▸ **Set of tasks**
a – In the article about minimum stays at the Andaz West Hollywood, how much is the nightly destination fee?
b – Pick up the article about minimum stays at the Andaz West Hollywood after its last sentence and write the next part.

▸ **Selected text**
Andaz West Hollywood Discovered a Loophole in the World of Hyatt Program

Andaz West Hollywood appears to be placing a 3-night minimum stay requirement on their entry level room types throughout the year.

What seems odd at first glance, until you dig deeper, is that they are imposing these 3 night minimum restrictions on both revenue bookings (paid reservations) and award bookings (free night awards) for the 1 King Bed and 2 Queen room types. And they are not doing this for the rest of their rooms.


Available for 3 nights, but not if you reduce your stay to 1 or 2 nights

Here’s the rub: the lowest room category at the hotel covers ‘1 King Bed’ and ‘2 Queen Bed ADA Tub’. That’s the room cetegory, therefore, assigned to free nights. So free nights always have 3 night minimum stays.

And the especially nefarious part: they seem to have carved out a limited set of these rooms and they appear more or less identical “Hollywood Hills View” room that for all stays under 3 nights is the least expensive room offered anyway.


Andaz West Hollywood, credit: Hyatt

There often isn’t even a difference in rates between the award room type and the non-award room type, although I do see the non-award type pricing $15 higher (even there paid rooms still presented as being less expensive than they really are thanks to a scammy $23.10 per night destination fee.)

▸ **Provided data**
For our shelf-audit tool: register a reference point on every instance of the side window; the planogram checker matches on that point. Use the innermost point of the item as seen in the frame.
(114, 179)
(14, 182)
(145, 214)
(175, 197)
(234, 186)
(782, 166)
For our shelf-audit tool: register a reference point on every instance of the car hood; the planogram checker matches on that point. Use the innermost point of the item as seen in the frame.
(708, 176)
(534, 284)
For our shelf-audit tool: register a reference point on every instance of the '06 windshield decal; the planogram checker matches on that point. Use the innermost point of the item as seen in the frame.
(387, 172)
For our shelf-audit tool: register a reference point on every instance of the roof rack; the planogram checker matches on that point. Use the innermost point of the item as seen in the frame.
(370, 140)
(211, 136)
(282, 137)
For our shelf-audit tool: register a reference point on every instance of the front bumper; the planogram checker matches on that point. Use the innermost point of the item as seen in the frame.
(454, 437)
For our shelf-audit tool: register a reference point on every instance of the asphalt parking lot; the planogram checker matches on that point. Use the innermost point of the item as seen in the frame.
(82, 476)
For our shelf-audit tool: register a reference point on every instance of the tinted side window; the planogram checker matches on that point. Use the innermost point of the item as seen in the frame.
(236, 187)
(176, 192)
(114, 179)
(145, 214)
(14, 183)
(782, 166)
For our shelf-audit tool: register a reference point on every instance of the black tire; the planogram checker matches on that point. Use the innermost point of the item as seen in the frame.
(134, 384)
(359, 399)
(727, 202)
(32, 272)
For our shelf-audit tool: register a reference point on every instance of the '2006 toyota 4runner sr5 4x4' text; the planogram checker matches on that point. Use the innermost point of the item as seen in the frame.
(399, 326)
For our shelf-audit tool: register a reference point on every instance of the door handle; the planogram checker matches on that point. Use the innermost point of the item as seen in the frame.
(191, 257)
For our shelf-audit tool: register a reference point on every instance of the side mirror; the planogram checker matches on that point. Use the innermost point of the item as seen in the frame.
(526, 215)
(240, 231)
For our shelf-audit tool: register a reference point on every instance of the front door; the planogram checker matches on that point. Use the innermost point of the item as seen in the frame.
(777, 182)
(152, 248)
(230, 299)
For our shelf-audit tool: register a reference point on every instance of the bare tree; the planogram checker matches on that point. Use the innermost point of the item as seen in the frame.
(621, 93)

▸ **Responses per task**
a – $23.10 per night.

b –
The hotel has figured out a way to construct a lowest category room, assigned to free nights, that they rarely sell for cash and can use to make fewer nights available for redemption. And of course if this property can do it, others will model.

A week ago Hyatt told me that revenue management was “connecting with the hotel this week to further investigate what is driving the property to set the minimum stay requirement.” Even though what the hotel is doing is technically compliant, it seemed like Hyatt might give them a talking to and fix things.

Unfortunately Hyatt has come back to me re-confirming that what the hotel is doing is within the program’s terms and rather than the hoped-for change in practice, they merely say that they are hoping hotels don’t start doing this a lot.

[W]e can confirm the hotel is operating within World of Hyatt program rules; hotels may set a minimum stay requirement, as long as it applies to both paid rates and redemption stays. The hotel and World of Hyatt program team continuously review and manage their strategies and will work to keep this stay strategy to a minimum.


Andaz West Hollywood, credit: Hyatt

It is apparently legitimate to carve out a subset of a hotel’s base rooms, call them something else, and place a minimum stay restriction on them. Then it’s impossible to redeem for fewer than that number of nights. Customers may search night-by-night not even realizing if they search multiple nights together availability would come up. (After all, minimum stay restrictions are only usually used during peak of peak periods when hotel rates are at their highest.)

Some hotels want redemption guests. They fill rooms that would otherwise go unoccupied, and the property receives a premium when the hotel is fully booked. However the most popular properties at peak times are going to get less from the chain for a redemption guest than they can sell the room at for cash.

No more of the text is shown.